START

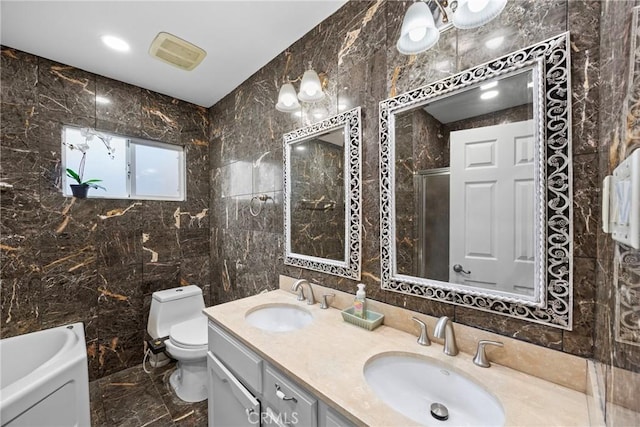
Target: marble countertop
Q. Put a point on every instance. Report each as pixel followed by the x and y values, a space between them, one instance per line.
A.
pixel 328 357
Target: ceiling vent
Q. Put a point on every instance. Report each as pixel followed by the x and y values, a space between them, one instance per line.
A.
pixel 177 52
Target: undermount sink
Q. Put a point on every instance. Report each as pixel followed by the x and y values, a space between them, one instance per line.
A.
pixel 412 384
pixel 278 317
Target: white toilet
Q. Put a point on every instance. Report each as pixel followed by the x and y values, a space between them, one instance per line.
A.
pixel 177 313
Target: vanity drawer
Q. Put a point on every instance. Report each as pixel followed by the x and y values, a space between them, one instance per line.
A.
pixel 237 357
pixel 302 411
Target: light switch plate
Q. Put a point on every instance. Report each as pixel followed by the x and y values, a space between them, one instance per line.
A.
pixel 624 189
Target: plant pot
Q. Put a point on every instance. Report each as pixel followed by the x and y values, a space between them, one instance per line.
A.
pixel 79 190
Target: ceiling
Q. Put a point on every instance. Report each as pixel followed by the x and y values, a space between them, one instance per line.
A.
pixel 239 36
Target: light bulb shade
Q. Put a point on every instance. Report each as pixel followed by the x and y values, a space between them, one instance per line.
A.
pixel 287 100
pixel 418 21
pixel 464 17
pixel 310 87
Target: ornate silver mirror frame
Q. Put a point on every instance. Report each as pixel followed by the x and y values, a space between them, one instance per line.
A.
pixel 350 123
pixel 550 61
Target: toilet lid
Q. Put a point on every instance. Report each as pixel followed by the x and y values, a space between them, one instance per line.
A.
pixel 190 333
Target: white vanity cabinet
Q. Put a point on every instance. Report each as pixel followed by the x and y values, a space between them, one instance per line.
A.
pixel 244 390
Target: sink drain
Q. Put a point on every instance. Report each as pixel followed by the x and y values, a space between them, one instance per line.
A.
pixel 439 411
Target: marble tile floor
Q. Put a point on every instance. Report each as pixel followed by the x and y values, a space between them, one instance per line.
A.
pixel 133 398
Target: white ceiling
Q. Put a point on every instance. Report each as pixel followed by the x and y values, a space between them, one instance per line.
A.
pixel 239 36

END

▶ What you have to do
Write out every line from the one that has "Target: toilet lid" through the last line of the listing as a numbered list, counting both of those lines and skipping any blank ones.

▶ Reply
1. Target: toilet lid
2. Q. Put a point on every instance. Report each as pixel followed by the x and y values, a space between them, one instance per line.
3. A.
4. pixel 190 333
5. Target: white vanity cabinet
6. Q. Put a point on every instance. Report each as pixel followed by the x and y values, a space between them, one instance per line.
7. A.
8. pixel 244 390
9. Target: sink drain
10. Q. Put a point on every instance. Report each as pixel followed by the x and y values, a space between them, one instance per line.
11. A.
12. pixel 439 411
13. Target: marble tile floor
14. Q. Put a point on every instance. Report each as pixel followed by the x and y values, a space between them, one instance per line.
15. A.
16. pixel 133 398
17. Target: white ceiling
18. Q. Put a point on every instance. Report each as pixel followed by the x and y values, a space between them, one instance per line.
19. A.
20. pixel 239 36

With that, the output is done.